# Introduction

The **raster_merge** program is intended to integrate multiple raster files, enabling the amalgamation of diverse datasets into a single, extensive raster by merging them spatially. This feature is particularly valuable when working with imagery saved as distinct files, allowing them to be treated as components of a single image. The merged raster essentially represents a unified collection of rasters, allowing the user to generate a raster object from the amalgamated datasets.

---

The following libraries are important to allow the code to be run:
- **os** - The directory service provides the ability to create and remove directory folders, gather data, change and find the current directory, and provide a means for users and the operating system to interact with each other.

- **re** - regular expression (or **re**) specifies a set of strings, where a particular string will match the given regular expression.
> For more information visit: https://docs.python.org/3/library/re.html

- **Pandas** - Is a tool for modeling, analyzing, and manipulating data sets.
> For more information visit: https://www.geeksforgeeks.org/introduction-to-pandas-in-python/#

*arcpy*

---

- **arcpy** - ArcPy enables efficient and effective geographic data analysis, data management, map automation, and data conversion. With ArcPy, users can leverage the capabilities of Python to effortlessly handle complex geospatial tasks.

- **env** - ArcPy environmental settings provide access to both general geoprocessing settings and the settings of a specific tool.

- **arcpy.sa** - The arcpy.sa module in Python facilitates the analysis of raster and vector data. It leverages the functionalities offered by the ArcGIS Spatial Analyst extension.

*datetime*

---

- **datetime** - The Python Datetime module provides classes for working with dates and times.

---

> **Note:**
>  - To ensure the code is tailored to the user's requirements, edit the comments so that they are included when running the script.

In [None]:
import os
import re
import pandas  as pd
import arcpy
from arcpy import env
from arcpy.sa import *
from datetime import datetime

- Provide the path to the parent folder and specify the name of the geodatabase. These variables will be concatenated to ensure a smooth execution of the code.

In [None]:
# Define the parent folder and the geodatabase name
parent_folder = input('Enter the path to the parent folder: ')

### Extracted material
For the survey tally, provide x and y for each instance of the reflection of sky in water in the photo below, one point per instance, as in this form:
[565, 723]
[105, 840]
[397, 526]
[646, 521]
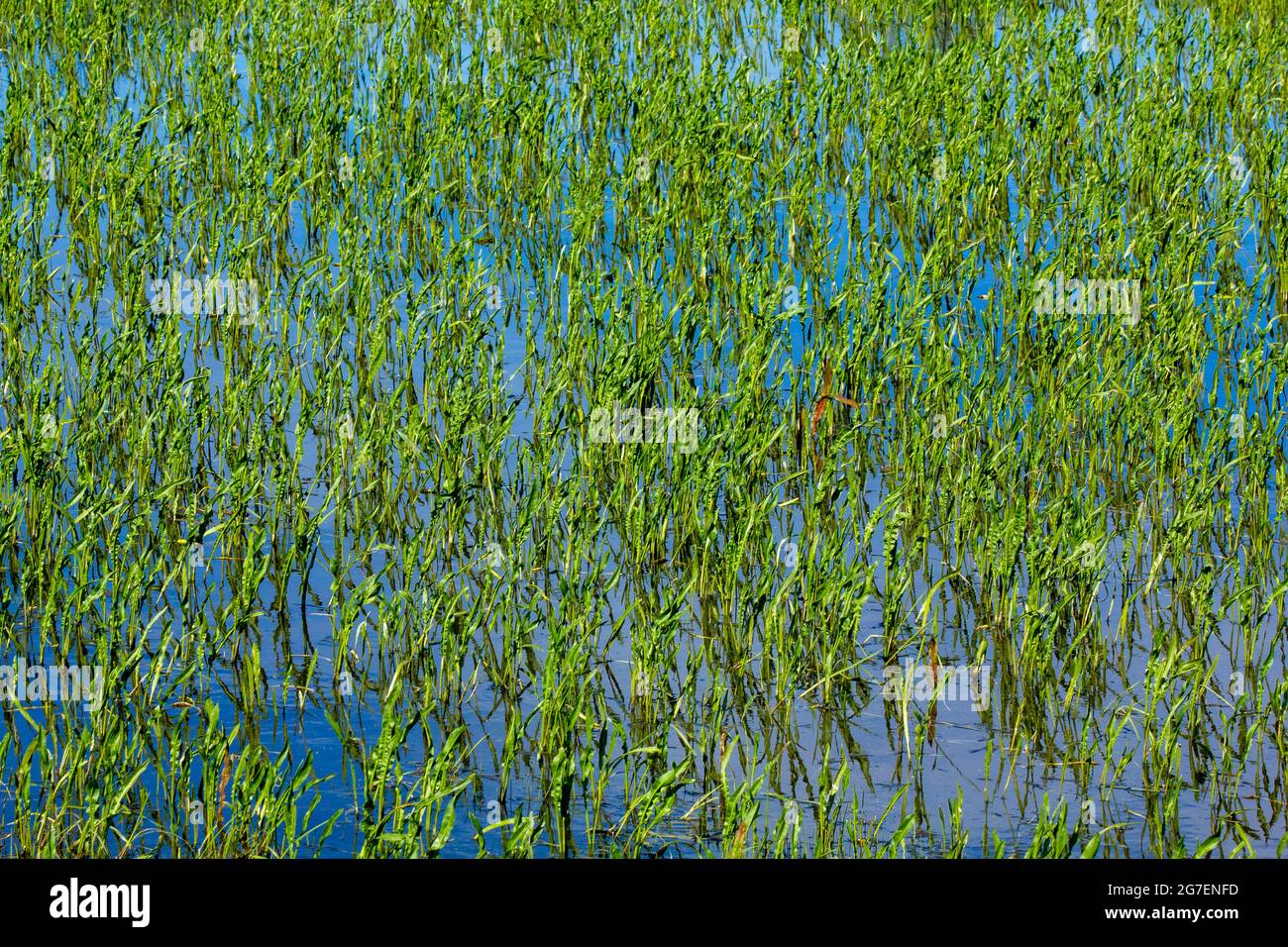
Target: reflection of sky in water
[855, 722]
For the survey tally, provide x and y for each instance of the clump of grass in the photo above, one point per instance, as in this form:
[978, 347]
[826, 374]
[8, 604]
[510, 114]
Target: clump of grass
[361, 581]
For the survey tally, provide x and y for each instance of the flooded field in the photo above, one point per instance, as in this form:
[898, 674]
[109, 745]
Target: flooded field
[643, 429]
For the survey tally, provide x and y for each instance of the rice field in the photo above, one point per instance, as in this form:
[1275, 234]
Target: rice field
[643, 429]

...

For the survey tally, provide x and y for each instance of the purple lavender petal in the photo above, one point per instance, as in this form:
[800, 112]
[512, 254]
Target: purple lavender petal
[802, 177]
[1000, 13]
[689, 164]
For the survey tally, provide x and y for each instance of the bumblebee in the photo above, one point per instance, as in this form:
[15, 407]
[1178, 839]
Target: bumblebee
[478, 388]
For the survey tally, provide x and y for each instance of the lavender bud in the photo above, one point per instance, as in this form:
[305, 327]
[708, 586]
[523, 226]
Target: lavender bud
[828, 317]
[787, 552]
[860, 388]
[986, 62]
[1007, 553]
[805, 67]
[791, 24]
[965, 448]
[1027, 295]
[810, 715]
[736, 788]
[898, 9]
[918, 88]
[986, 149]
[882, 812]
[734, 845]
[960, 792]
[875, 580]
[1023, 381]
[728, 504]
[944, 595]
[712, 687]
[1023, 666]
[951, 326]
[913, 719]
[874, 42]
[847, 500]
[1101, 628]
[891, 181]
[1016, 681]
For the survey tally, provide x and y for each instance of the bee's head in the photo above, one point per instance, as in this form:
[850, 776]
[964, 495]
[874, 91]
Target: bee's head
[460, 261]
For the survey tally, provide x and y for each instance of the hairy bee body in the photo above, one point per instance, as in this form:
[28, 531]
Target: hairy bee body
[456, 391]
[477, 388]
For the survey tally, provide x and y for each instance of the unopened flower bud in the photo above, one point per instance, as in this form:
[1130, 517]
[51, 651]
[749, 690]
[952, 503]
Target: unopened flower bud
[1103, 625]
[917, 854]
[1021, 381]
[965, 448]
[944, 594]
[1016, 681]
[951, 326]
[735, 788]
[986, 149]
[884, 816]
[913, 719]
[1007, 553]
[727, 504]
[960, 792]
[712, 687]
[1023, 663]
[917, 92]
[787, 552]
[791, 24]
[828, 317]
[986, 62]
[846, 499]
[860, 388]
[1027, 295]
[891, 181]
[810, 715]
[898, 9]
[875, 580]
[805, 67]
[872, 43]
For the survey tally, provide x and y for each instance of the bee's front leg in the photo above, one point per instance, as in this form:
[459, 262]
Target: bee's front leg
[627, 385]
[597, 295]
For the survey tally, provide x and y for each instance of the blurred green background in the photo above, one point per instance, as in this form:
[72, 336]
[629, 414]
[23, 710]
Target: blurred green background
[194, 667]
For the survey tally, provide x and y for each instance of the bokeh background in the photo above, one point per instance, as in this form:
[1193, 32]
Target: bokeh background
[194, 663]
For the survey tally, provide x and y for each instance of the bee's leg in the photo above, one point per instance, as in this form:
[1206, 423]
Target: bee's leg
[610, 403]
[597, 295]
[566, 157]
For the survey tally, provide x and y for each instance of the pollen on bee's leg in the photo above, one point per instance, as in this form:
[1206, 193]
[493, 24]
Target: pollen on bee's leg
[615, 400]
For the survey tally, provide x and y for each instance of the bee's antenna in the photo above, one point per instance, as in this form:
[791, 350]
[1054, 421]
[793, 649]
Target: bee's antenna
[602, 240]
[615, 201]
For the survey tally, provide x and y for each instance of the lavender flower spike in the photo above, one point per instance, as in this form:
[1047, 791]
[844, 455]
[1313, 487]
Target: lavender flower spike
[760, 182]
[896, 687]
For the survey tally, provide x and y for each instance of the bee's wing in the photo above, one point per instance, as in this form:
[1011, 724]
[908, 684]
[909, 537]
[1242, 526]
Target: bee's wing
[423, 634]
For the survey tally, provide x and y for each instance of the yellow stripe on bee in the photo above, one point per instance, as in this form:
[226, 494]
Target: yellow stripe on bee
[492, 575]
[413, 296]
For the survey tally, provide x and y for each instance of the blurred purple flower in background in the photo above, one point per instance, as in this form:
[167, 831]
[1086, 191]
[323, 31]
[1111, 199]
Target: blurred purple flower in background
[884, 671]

### What needs to be done
From the raster_merge introduction, reproduce the passage that starts at the words "- **Pandas** - Is" and ends after the words "Spatial Analyst extension.".

### Output of the task
- **Pandas** - Is a tool for modeling, analyzing, and manipulating data sets.
> For more information visit: https://www.geeksforgeeks.org/introduction-to-pandas-in-python/#

*arcpy*

---

- **arcpy** - ArcPy enables efficient and effective geographic data analysis, data management, map automation, and data conversion. With ArcPy, users can leverage the capabilities of Python to effortlessly handle complex geospatial tasks.

- **env** - ArcPy environmental settings provide access to both general geoprocessing settings and the settings of a specific tool.

- **arcpy.sa** - The arcpy.sa module in Python facilitates the analysis of raster and vector data. It leverages the functionalities offered by the ArcGIS Spatial Analyst extension.